What is needed is each line of the data below that holds the string "collar".

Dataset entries
┄┄┄┄┄┄┄┄┄┄
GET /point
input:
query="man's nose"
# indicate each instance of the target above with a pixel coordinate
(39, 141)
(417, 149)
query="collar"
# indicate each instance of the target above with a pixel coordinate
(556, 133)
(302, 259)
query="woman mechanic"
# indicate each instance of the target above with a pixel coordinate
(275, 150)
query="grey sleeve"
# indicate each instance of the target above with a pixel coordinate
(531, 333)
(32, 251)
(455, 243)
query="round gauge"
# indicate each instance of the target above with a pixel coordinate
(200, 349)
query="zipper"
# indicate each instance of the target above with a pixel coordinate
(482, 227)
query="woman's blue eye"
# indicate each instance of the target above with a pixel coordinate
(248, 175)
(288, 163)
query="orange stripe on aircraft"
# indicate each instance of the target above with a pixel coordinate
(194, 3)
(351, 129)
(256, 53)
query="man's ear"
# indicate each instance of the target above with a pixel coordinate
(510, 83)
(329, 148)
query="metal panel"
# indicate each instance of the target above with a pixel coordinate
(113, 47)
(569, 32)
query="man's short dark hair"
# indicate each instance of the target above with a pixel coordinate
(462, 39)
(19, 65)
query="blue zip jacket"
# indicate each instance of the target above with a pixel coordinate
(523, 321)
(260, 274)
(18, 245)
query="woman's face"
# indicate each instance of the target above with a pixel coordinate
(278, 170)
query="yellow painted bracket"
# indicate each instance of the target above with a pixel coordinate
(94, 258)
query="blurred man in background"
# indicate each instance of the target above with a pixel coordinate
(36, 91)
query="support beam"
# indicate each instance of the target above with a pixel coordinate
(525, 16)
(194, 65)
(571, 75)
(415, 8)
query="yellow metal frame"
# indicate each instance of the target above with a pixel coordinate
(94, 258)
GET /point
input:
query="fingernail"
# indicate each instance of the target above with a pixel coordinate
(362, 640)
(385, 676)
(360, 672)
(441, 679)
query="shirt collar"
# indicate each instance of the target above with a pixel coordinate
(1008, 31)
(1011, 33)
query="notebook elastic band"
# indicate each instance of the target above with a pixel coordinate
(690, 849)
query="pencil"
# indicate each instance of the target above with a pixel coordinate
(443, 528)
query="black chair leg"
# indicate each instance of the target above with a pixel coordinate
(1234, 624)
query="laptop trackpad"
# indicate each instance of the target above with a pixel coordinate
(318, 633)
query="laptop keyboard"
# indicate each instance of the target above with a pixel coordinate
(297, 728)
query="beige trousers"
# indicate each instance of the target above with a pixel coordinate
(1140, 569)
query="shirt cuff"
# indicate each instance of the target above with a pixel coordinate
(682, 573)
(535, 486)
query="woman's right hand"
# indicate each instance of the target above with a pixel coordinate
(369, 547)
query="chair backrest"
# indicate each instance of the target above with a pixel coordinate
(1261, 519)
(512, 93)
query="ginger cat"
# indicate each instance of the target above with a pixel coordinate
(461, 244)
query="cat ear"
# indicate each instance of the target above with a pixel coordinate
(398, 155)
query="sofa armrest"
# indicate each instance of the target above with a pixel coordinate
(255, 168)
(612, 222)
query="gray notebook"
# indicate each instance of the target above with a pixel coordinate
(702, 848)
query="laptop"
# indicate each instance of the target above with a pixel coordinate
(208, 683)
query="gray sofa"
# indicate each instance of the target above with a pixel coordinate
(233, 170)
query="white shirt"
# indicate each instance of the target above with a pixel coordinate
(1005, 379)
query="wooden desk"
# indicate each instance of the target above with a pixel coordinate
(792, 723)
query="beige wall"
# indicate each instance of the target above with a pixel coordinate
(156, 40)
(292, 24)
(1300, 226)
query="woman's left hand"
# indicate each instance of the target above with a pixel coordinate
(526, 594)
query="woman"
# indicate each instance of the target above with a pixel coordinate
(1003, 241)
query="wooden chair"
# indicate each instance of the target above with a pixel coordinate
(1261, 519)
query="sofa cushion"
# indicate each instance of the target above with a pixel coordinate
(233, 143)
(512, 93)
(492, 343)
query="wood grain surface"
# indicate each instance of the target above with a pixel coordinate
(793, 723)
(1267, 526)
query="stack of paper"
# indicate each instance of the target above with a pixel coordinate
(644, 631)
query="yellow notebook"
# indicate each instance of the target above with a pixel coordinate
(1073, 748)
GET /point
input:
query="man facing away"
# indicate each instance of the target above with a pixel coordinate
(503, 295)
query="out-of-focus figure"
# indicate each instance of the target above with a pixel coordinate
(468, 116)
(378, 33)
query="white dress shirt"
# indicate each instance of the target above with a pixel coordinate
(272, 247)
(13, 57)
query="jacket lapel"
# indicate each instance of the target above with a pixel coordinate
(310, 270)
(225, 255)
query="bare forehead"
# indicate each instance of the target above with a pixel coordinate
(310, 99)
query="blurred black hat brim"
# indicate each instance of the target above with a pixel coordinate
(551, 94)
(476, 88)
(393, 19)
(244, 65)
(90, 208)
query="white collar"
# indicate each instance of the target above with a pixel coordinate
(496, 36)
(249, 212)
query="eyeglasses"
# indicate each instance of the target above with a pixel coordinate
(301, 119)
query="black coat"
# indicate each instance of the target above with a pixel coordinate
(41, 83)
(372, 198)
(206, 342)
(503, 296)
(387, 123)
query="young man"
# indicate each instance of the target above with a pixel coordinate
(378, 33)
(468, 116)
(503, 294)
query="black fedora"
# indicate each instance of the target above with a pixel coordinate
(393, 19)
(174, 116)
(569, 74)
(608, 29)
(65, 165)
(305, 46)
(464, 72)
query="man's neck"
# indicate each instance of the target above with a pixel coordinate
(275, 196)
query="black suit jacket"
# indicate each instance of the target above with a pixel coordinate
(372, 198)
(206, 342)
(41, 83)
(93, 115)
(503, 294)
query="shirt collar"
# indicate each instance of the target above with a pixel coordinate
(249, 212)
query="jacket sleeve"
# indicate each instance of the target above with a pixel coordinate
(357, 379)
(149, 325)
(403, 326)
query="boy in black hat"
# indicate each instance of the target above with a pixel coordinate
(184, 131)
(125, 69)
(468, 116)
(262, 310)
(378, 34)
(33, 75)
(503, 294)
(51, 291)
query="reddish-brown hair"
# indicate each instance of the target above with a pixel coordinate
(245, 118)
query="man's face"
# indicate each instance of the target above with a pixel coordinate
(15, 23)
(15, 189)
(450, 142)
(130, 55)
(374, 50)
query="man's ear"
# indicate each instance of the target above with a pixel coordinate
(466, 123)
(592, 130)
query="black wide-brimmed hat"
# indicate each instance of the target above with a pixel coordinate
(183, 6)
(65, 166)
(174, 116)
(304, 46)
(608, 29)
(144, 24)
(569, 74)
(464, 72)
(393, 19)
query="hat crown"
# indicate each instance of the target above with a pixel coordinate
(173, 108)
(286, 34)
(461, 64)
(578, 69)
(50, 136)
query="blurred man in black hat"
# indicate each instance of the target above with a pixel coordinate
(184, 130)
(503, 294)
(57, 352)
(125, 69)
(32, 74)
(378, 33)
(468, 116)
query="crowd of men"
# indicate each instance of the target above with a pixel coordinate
┄┄┄┄┄┄┄┄┄┄
◆ Answer to this problem
query="collar"
query="shirt collar"
query="white collar"
query="shirt collar"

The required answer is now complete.